__Work order__: The finished copy must match the records exactly, except that it contains no pictures.

__Records for this task__:
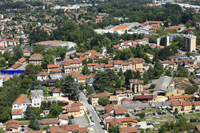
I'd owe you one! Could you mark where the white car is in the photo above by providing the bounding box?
[88,122,95,127]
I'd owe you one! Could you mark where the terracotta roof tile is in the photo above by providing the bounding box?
[13,94,27,105]
[47,64,59,69]
[18,57,26,63]
[12,109,22,115]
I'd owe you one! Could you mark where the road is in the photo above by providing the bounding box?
[79,92,105,133]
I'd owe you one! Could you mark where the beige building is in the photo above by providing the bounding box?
[29,53,43,65]
[193,101,200,111]
[183,34,196,53]
[62,59,82,73]
[88,93,110,106]
[129,79,144,93]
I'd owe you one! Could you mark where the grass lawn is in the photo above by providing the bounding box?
[19,120,29,125]
[144,114,176,125]
[141,108,157,114]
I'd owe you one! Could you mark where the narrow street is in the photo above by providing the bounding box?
[79,92,105,133]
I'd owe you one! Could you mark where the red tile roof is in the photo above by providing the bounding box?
[6,119,19,130]
[50,68,62,73]
[11,63,22,69]
[193,101,200,106]
[134,95,153,100]
[12,109,22,115]
[119,127,138,133]
[18,57,26,63]
[106,117,137,126]
[88,93,110,98]
[171,101,181,106]
[13,94,27,105]
[47,64,59,69]
[25,131,43,133]
[32,53,42,57]
[113,25,129,31]
[48,125,88,133]
[103,112,114,119]
[169,94,194,100]
[71,102,83,107]
[67,107,80,112]
[182,101,192,106]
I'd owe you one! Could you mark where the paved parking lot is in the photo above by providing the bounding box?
[74,115,88,127]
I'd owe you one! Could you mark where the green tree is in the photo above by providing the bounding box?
[82,66,91,75]
[0,57,6,68]
[29,117,40,130]
[25,105,35,120]
[175,65,188,77]
[0,106,11,122]
[3,51,11,61]
[13,45,23,61]
[94,69,121,93]
[42,54,54,69]
[98,97,110,106]
[54,46,67,60]
[185,84,198,94]
[49,103,62,117]
[60,75,79,99]
[32,45,45,55]
[108,124,119,133]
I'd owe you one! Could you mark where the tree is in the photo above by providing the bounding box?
[175,65,188,77]
[0,57,6,68]
[29,117,40,130]
[82,66,91,75]
[98,97,110,106]
[42,54,54,69]
[55,46,67,60]
[60,75,79,99]
[49,103,62,117]
[3,51,11,61]
[0,106,11,122]
[108,124,119,133]
[13,45,23,61]
[32,45,45,55]
[25,105,35,120]
[185,84,198,94]
[94,69,121,93]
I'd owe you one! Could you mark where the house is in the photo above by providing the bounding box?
[133,95,153,102]
[12,94,31,119]
[40,118,60,126]
[62,59,82,73]
[66,47,76,59]
[171,101,181,112]
[37,72,48,81]
[175,53,188,60]
[196,125,200,132]
[168,94,194,100]
[6,119,19,133]
[29,53,43,65]
[104,104,127,119]
[30,90,44,107]
[11,63,22,69]
[48,124,88,133]
[58,114,68,125]
[105,117,138,131]
[0,77,3,87]
[22,49,31,56]
[18,57,26,64]
[129,79,144,93]
[65,106,81,116]
[119,127,138,133]
[193,101,200,110]
[88,93,110,106]
[109,95,119,104]
[85,77,94,87]
[116,90,133,102]
[121,98,134,105]
[49,68,63,80]
[47,64,59,73]
[181,101,192,111]
[51,88,60,97]
[12,109,23,119]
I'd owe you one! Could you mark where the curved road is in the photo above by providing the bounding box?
[79,92,105,133]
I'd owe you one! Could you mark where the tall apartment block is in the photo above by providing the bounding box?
[183,34,196,53]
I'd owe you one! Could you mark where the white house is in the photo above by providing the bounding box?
[31,90,44,107]
[51,88,60,97]
[12,94,31,119]
[37,72,48,81]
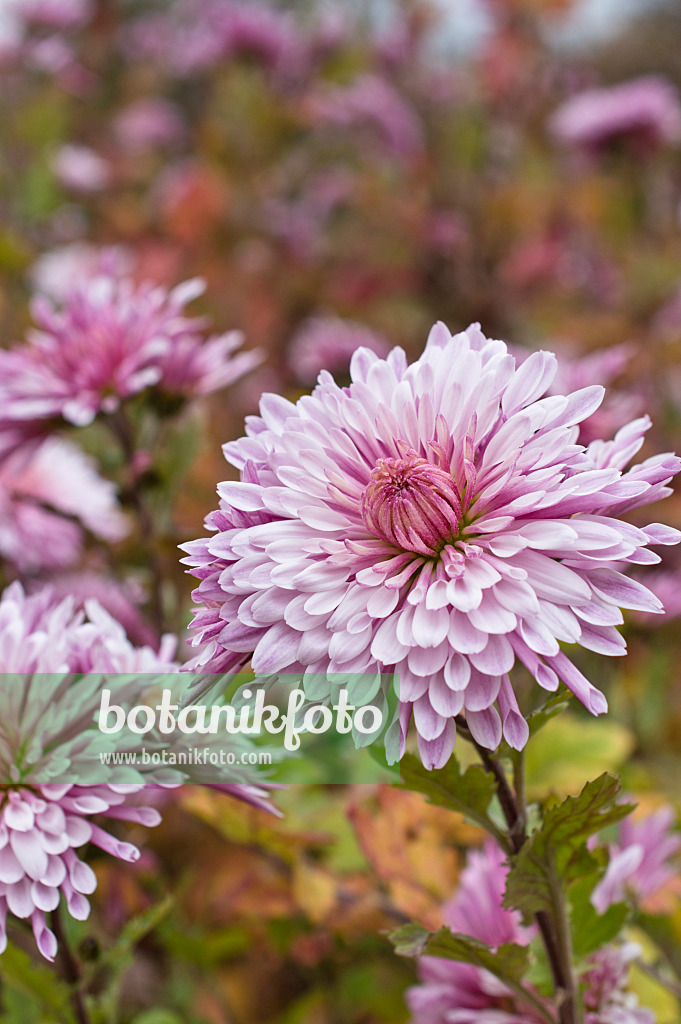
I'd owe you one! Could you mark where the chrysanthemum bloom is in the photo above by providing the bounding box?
[288,316,390,385]
[183,323,680,768]
[0,274,260,427]
[407,841,654,1024]
[0,583,277,959]
[550,76,681,155]
[591,805,681,914]
[0,437,128,573]
[29,243,133,302]
[308,73,424,156]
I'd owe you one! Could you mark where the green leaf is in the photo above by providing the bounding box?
[92,895,174,1020]
[389,925,552,1023]
[398,752,506,846]
[390,924,530,982]
[570,877,629,958]
[389,922,431,957]
[0,944,77,1023]
[504,773,634,924]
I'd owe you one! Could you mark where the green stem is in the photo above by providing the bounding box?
[106,408,167,635]
[457,723,580,1024]
[50,907,91,1024]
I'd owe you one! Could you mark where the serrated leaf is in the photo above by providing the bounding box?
[504,773,634,924]
[398,752,506,846]
[389,922,431,957]
[390,924,530,982]
[570,877,629,957]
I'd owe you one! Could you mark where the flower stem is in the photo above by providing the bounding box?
[107,408,167,635]
[456,721,580,1024]
[50,907,91,1024]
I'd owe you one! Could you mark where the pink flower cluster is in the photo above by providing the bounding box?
[183,322,680,768]
[308,73,424,157]
[128,0,299,78]
[0,274,259,428]
[288,316,390,385]
[550,76,681,155]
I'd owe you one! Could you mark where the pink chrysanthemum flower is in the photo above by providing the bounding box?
[591,805,681,914]
[550,76,681,155]
[0,275,260,428]
[288,316,390,386]
[0,437,128,572]
[0,583,277,960]
[183,322,680,768]
[407,841,654,1024]
[308,73,424,157]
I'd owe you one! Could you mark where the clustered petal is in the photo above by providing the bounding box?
[0,783,160,961]
[183,323,681,767]
[0,273,259,429]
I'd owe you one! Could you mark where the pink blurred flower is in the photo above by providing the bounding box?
[288,316,390,385]
[128,0,299,77]
[264,167,354,261]
[407,841,538,1024]
[653,285,681,335]
[10,0,90,29]
[592,805,681,914]
[182,322,680,768]
[0,436,128,572]
[582,945,654,1024]
[0,0,89,58]
[40,571,158,647]
[113,98,185,151]
[408,841,654,1024]
[632,570,681,624]
[52,144,110,193]
[550,76,681,155]
[308,73,424,157]
[514,343,640,446]
[29,243,133,302]
[0,274,259,427]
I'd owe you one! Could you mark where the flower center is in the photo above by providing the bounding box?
[361,455,462,556]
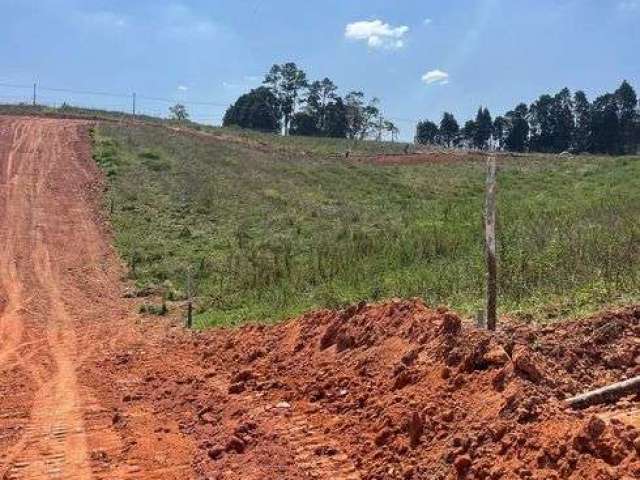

__Result__:
I'd owe you one! Could you mark where the white car is in the photo above by providing the bounding box?
[88,122,95,127]
I'd owe you one! Could you mark where the terracotta roof tile is in the photo above by providing the bounding box?
[13,94,27,105]
[47,64,59,69]
[18,57,26,63]
[12,109,22,115]
I'd owe you one! Could you mark where the road is in the photo above by providing the bounding box?
[79,92,105,133]
I'd owe you one! Could you mark where the beige building is in the photo above by providing the bounding box?
[29,53,43,65]
[193,101,200,111]
[183,34,196,53]
[62,59,82,73]
[88,93,110,106]
[129,79,144,93]
I'd owe you one! Could you mark where the grass lawn is in the photo above by providing the bounding box?
[19,120,29,125]
[144,114,176,125]
[141,108,157,114]
I'd owe you one! Could you mark where the narrow street is in the photo above by providing the bounding box?
[79,92,105,133]
I'd owe you one! Could you mark where the red tile roof is in the photo above by providing the bounding box?
[6,119,19,130]
[50,68,62,73]
[11,63,22,69]
[193,101,200,106]
[134,95,153,100]
[12,109,22,115]
[119,127,138,133]
[18,57,26,63]
[106,117,137,126]
[88,93,110,98]
[171,101,181,106]
[13,94,27,105]
[47,64,59,69]
[25,131,43,133]
[32,53,42,57]
[113,25,129,31]
[48,125,88,133]
[103,112,114,119]
[169,94,194,100]
[71,102,83,107]
[67,107,80,112]
[182,101,192,106]
I'd owe you one! Could you mark where the paved parking lot is in the photo above by providing the bounding box?
[74,115,88,127]
I'd owe you one! Could you mark where the green tree is in the photo above by providing the bounding box?
[82,66,91,75]
[0,57,6,68]
[29,117,40,130]
[25,105,35,120]
[175,65,188,77]
[0,106,11,122]
[3,51,11,61]
[13,45,23,61]
[94,69,121,93]
[42,54,54,69]
[98,97,110,106]
[54,46,67,60]
[185,84,198,94]
[49,103,62,117]
[60,75,79,99]
[32,45,45,55]
[108,124,119,133]
I'd owe you one! Could you mark where the tree is in the photo above by providing the bounding box?
[175,65,188,77]
[0,57,6,68]
[29,117,40,130]
[82,66,91,75]
[98,97,110,106]
[42,54,54,69]
[55,46,67,60]
[60,75,79,99]
[49,103,62,117]
[3,51,11,61]
[0,106,11,122]
[108,124,119,133]
[13,45,23,61]
[32,45,45,55]
[25,105,35,120]
[185,84,198,94]
[94,69,121,93]
I'd owe you one! Could you mark where the house is in the photo above by providing the bounding box?
[133,95,153,102]
[12,94,31,119]
[40,118,60,126]
[62,59,82,73]
[66,47,76,59]
[171,101,181,112]
[37,72,48,81]
[175,53,188,60]
[196,125,200,132]
[168,94,194,100]
[6,119,19,133]
[29,53,43,65]
[104,104,127,119]
[30,90,44,107]
[11,63,22,69]
[48,124,88,133]
[58,114,68,125]
[105,117,138,131]
[0,77,3,87]
[22,49,31,56]
[18,57,26,64]
[129,79,144,93]
[65,106,81,116]
[119,127,138,133]
[193,101,200,110]
[88,93,110,106]
[109,95,119,104]
[85,77,94,87]
[116,90,133,102]
[121,98,134,105]
[49,68,63,80]
[47,64,59,73]
[181,101,192,111]
[51,88,60,97]
[12,109,23,119]
I'd owe you one! Could you mark where the curved road is in the photo above by providing the bounding box?
[79,92,105,133]
I'd owe you one! Could you mark where the tall apartment block is in the photo above by providing the bounding box?
[183,34,196,53]
I'd owe you one! Could you mark where the white house is in the photo above by providing the bounding box?
[31,90,44,107]
[51,88,60,97]
[12,94,31,119]
[37,72,48,81]
I'd owe you one! Could you mark where the chrysanthemum bloom is in the photo above by providing the bounding box?
[288,316,390,385]
[183,323,680,768]
[0,274,260,427]
[407,841,654,1024]
[0,583,277,959]
[550,76,681,155]
[591,805,681,914]
[0,437,128,573]
[29,243,133,302]
[308,73,424,156]
I'd owe you one! Could you mark where the green leaf is in the photo above by providing the bounding box?
[92,895,174,1020]
[389,925,552,1023]
[398,752,506,846]
[390,924,530,982]
[570,877,629,958]
[389,922,431,957]
[0,944,77,1023]
[504,773,634,924]
I'd owe you one! Could you mark where the green stem is in the photo above by providing the bounding box?
[106,408,167,635]
[457,723,580,1024]
[50,907,91,1024]
I'd owe you one! Could you mark where the serrated leaf is in the photo above by providing the bounding box?
[504,773,634,924]
[398,752,506,846]
[389,922,431,957]
[390,924,530,982]
[570,877,629,957]
I'd owe you one! Could you mark where the flower stem is in the photo above by providing the bounding box?
[107,408,167,635]
[456,721,580,1024]
[50,907,91,1024]
I'd owe you one! Could you mark where the pink flower cluster is in the photo above by providing the bounding box?
[183,322,680,768]
[308,73,424,157]
[128,0,299,78]
[0,274,259,428]
[288,316,390,385]
[550,76,681,155]
I'd owe you one! Could you mark where the pink chrysanthemum flower is in the photo above by providing the bounding box?
[591,805,681,914]
[550,76,681,155]
[0,275,260,428]
[288,316,390,386]
[0,437,128,572]
[0,583,277,960]
[183,322,680,768]
[407,841,654,1024]
[308,73,424,157]
I'd owe you one! Could you mark where the clustered petal is in the photo above by providing the bounding box?
[0,783,160,961]
[183,323,681,767]
[0,273,259,429]
I'd owe you one! Could you mark where the pink blurred flower is in the photo above by providing the bounding box?
[288,316,390,385]
[128,0,299,77]
[264,167,354,261]
[407,841,538,1024]
[653,285,681,335]
[10,0,90,29]
[592,805,681,914]
[182,322,680,768]
[0,436,128,572]
[582,945,654,1024]
[0,0,89,58]
[40,571,158,647]
[113,98,185,151]
[408,841,654,1024]
[632,570,681,624]
[52,144,110,193]
[550,76,681,155]
[308,73,424,157]
[514,343,640,446]
[29,243,133,302]
[0,274,259,427]
I'd owe you one! Could you mark where the flower center is in the photo above by providing the bounding box?
[361,455,462,556]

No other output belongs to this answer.